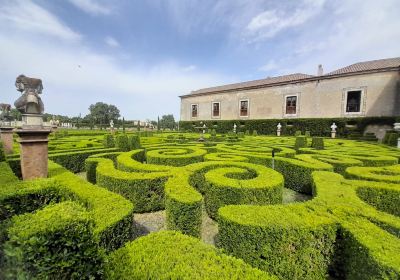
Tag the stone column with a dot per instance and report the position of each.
(34, 152)
(6, 135)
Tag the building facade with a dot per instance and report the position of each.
(365, 89)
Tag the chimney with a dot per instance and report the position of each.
(320, 70)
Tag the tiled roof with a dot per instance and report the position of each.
(298, 77)
(255, 83)
(367, 66)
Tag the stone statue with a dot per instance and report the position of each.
(5, 112)
(333, 127)
(30, 101)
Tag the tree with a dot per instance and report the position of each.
(102, 113)
(167, 121)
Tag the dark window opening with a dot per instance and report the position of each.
(216, 109)
(194, 111)
(244, 108)
(353, 101)
(291, 102)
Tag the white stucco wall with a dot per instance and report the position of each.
(317, 99)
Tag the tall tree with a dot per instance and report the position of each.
(102, 113)
(167, 121)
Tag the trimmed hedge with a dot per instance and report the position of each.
(108, 141)
(134, 142)
(171, 255)
(389, 174)
(179, 156)
(301, 142)
(2, 155)
(334, 232)
(56, 242)
(122, 143)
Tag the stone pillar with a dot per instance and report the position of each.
(6, 136)
(34, 152)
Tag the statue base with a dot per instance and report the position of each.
(32, 121)
(6, 136)
(34, 152)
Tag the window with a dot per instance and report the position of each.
(244, 108)
(215, 109)
(194, 110)
(353, 101)
(291, 102)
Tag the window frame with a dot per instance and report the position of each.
(363, 97)
(285, 105)
(219, 109)
(240, 108)
(191, 110)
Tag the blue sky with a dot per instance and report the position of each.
(141, 55)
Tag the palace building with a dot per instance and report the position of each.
(365, 89)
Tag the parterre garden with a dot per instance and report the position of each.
(67, 227)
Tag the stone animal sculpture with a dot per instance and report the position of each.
(29, 102)
(5, 112)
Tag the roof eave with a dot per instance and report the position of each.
(310, 79)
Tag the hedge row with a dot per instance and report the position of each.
(335, 232)
(316, 127)
(65, 240)
(171, 255)
(55, 242)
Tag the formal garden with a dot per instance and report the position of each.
(164, 205)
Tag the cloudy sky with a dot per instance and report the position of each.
(141, 55)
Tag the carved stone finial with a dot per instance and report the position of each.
(29, 102)
(5, 112)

• **INSTRUCTION**: Rewrite every item above, changing "dot" to "marker" wherever it appears and leaving everything else as it is. Omit the pictures from your answer.

• **EXERCISE RESULT**:
Tag the stone column with a marker per instance and report the position of each.
(34, 152)
(6, 135)
Tag the building facade with a marker per instance and report the position of each.
(365, 89)
Tag the chimney with a marker per instance and report the position of each.
(320, 70)
Tag the tiled roof with a marker per instance and report the position of each.
(298, 77)
(255, 83)
(367, 66)
Tag the stone statue with a marker per instance and report the position of each.
(5, 112)
(333, 127)
(30, 101)
Tag the tree with a marker per instance and report the position of each.
(102, 113)
(167, 121)
Tag the dark window opening with a marker per instance and report the position of each.
(216, 109)
(194, 111)
(244, 108)
(353, 101)
(291, 102)
Tag the white stucco wall with a marker per instance and report the position of each.
(317, 99)
Tag the tall tree with a marker per instance and report the position of each.
(102, 113)
(167, 121)
Tag the trimmed hedge with a marker per instance and report the position of each.
(108, 141)
(134, 142)
(171, 255)
(389, 174)
(179, 156)
(301, 142)
(2, 155)
(334, 232)
(56, 242)
(122, 143)
Tag the stone pillar with a marker per instance and report the position of each.
(6, 136)
(34, 152)
Tag the statue base with a marker per instance and report the position of each.
(32, 121)
(6, 136)
(34, 152)
Tag the window with a marker per instance and report the position of each.
(244, 108)
(215, 109)
(194, 110)
(353, 101)
(291, 102)
Tag the window frame with a marker per instance and report the position of each.
(363, 97)
(285, 105)
(219, 109)
(240, 108)
(191, 110)
Tag the blue sky with a marker per instance and report the position of each.
(141, 55)
Tag the palace building with a marker per instance and report the position of each.
(365, 89)
Tag the parterre garden with a marker per instance and report the position of each.
(67, 227)
Tag the stone animal sculpture with a marker per instance and report the position of each.
(29, 102)
(5, 112)
Tag the roof eave with a marker per instance and report the position of each.
(310, 79)
Tag the hedge row with a marker per instance and report the position of each.
(335, 232)
(316, 127)
(65, 240)
(171, 255)
(55, 242)
Tag the formal garden with a marker per instance and report the position of each.
(164, 205)
Tag the cloudy sky with a marker per instance and report the position of each.
(141, 55)
Tag the carved stone finial with a marker per instance and report the position of each.
(29, 102)
(5, 112)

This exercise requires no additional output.